* **Work item**
Identify every line in the records below that contains the word "positive" and copy each of those lines.

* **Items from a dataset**
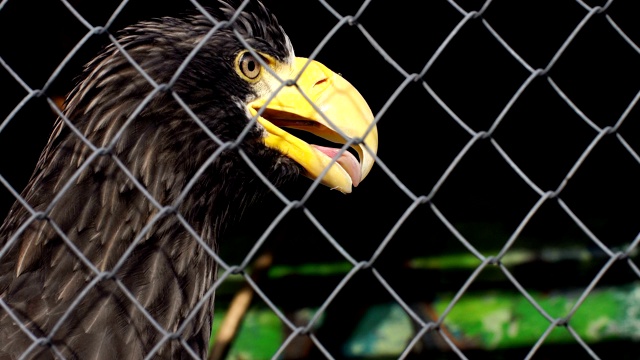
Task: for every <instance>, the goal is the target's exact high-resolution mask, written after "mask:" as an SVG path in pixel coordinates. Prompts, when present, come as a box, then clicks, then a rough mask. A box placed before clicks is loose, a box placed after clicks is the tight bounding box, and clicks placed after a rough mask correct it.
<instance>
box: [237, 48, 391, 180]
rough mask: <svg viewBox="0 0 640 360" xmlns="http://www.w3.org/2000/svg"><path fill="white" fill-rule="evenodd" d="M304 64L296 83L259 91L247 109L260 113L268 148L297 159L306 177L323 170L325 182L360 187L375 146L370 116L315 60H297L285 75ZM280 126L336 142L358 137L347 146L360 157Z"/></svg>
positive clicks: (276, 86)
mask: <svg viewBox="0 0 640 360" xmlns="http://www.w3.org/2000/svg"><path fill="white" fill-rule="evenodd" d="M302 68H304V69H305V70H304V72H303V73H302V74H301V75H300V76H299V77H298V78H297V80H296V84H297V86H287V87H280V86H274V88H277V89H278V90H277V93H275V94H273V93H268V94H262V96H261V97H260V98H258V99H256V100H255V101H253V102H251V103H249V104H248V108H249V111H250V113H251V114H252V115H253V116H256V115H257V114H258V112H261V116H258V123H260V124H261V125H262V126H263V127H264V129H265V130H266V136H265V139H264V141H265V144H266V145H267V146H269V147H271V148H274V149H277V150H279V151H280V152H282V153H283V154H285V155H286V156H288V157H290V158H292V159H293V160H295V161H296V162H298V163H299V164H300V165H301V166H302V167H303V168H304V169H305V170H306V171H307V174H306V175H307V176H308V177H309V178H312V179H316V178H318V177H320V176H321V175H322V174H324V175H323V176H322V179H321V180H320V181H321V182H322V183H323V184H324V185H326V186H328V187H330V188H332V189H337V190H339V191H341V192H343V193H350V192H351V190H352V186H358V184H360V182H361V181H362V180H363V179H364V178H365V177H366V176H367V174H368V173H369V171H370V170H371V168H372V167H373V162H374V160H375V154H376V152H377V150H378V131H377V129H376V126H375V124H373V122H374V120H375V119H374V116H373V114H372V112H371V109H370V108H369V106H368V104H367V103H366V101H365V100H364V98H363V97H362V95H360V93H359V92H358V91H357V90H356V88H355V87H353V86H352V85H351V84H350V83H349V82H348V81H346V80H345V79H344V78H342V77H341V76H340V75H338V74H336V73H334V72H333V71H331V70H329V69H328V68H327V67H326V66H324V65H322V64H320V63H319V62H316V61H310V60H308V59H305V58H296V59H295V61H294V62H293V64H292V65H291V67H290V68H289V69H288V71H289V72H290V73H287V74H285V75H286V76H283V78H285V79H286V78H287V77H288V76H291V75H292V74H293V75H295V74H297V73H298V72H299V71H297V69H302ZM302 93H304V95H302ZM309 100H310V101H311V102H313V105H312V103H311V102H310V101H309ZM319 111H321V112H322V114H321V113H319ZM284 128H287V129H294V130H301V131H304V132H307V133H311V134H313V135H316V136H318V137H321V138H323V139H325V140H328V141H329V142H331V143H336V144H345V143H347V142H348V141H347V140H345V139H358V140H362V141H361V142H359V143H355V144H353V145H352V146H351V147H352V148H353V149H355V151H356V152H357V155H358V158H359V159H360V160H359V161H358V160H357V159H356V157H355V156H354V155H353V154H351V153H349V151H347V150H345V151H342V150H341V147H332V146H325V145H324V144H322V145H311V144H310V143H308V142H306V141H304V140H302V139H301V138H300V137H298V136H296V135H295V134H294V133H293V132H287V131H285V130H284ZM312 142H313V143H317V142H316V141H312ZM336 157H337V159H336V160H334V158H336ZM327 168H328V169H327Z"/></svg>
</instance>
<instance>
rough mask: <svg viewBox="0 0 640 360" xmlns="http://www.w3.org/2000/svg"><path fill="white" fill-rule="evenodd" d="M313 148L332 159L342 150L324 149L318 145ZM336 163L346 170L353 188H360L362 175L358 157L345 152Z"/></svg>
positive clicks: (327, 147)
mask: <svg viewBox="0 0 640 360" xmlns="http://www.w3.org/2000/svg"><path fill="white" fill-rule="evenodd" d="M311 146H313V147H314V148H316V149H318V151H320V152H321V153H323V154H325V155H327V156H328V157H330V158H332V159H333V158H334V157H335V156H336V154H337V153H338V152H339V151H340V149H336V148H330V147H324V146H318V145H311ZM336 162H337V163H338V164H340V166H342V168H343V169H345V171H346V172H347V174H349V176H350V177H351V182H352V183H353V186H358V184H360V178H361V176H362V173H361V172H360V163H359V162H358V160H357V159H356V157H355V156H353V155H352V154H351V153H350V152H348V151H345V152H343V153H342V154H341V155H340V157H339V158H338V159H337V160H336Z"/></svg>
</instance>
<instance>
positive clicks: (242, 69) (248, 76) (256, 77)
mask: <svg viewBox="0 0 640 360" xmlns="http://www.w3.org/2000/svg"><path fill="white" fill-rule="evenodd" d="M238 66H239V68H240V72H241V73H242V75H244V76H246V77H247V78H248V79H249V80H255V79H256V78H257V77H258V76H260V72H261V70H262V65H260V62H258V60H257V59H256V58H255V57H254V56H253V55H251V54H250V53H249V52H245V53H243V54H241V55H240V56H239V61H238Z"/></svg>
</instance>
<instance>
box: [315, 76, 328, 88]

* **Result below**
positive clicks: (276, 86)
positive clicks: (327, 147)
positive clicks: (242, 69) (248, 76) (256, 77)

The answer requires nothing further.